How Might A Dermatologist Treat Warts?

If you have warts on your hands, feet, or other parts of your body, then it is a good idea to visit a dermatologist. Yes, there are over-the-counter treatments for warts, but they can take a while to work, and they don't always work for more stubborn warts. Here are some of the treatments a dermatologist might administer for your warts.


Cryotherapy is the treatment dermatologists will recommend for most small to medium warts. As the name suggests, it involves the use of very cold substances to basically freeze the wart. Usually, the substance used is liquid nitrogen.

Cryotherapy isn't terribly painful. It can hurt a little when the liquid nitrogen is actually being placed on the wart, but afterward, most patients experience just a mild ache and irritation, if anything. After cryotherapy, the wart will slowly die off in the next week or two. It should then peel off, and the area around it should heal. Some stubborn warts may need two or three treatments in order to be done away with completely.


For larger warts and those that don't respond well to cryotherapy, your dermatologist might recommend cantharidin. This is a powerful substance that actually causes your skin to blister wherever it is applied. When cantharidin is applied to your wart, it will cause the skin under the wart to blister. This will essentially cut the wart off from its blood supply and cause it to die.

Cantharidin application can be a bit painful, and you will develop an ugly blood blister after treatment. However, this treatment is really effective, especially for plantar warts and others located in tougher, callused skin.

Chemical Peels

If you have lots of tiny warts spread over a certain area, then your dermatologist may recommend a chemical peel. A strong solution of salicylic acid or another acid is applied to the entire area. It causes the outer layer of the skin to peel away. The warts will often peel along with it.

Chemical peels only work well for small warts. They do cause the entire treated area to become red, irritated, and peeling for a week or more, so they are not often the best option for warts on the face or other highly visible areas. 

Warts can be tough to treat, and every wart is different. A dermatologist can take a look and let you know which of the above treatment options is best for you.
....................
◆ Tasks to carry out ◆
- a) In the article on wart treatments, what substance is usually used in cryotherapy?
- b) Return the text of the article on wart treatments between "Cryotherapy isn't terribly" and "cause it to die.", inclusive.

[Items listed in a dataset]
....................
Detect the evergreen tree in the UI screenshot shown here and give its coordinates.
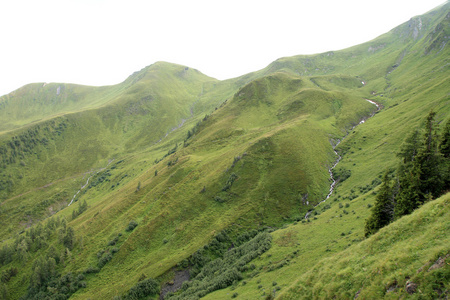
[414,112,443,198]
[395,112,444,218]
[439,120,450,191]
[365,172,394,237]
....................
◆ Expected outputs ◆
- a) Liquid nitrogen.

- b)
Cryotherapy isn't terribly painful. It can hurt a little when the liquid nitrogen is actually being placed on the wart, but afterward, most patients experience just a mild ache and irritation, if anything. After cryotherapy, the wart will slowly die off in the next week or two. It should then peel off, and the area around it should heal. Some stubborn warts may need two or three treatments in order to be done away with completely.


For larger warts and those that don't respond well to cryotherapy, your dermatologist might recommend cantharidin. This is a powerful substance that actually causes your skin to blister wherever it is applied. When cantharidin is applied to your wart, it will cause the skin under the wart to blister. This will essentially cut the wart off from its blood supply and cause it to die.